> [Challenge]:
Recast every line of the data below as a numbered list, skipping blank lines. Leave the pictures out of the list.

○ ○ ○ ○ ○

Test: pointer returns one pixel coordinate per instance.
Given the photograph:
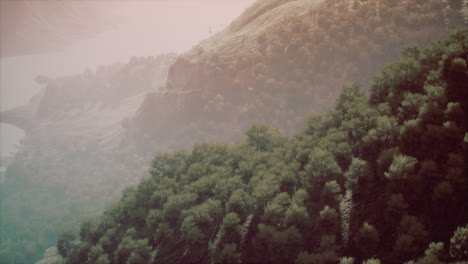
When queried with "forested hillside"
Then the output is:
(381, 178)
(279, 62)
(90, 134)
(72, 161)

○ ○ ○ ○ ○

> [Answer to this problem]:
1. Test: pointer returns one pixel coordinate per instance.
2. Given the photograph:
3. When queried with "forested hillside"
4. Then the output is:
5. (381, 178)
6. (279, 62)
7. (90, 134)
8. (72, 161)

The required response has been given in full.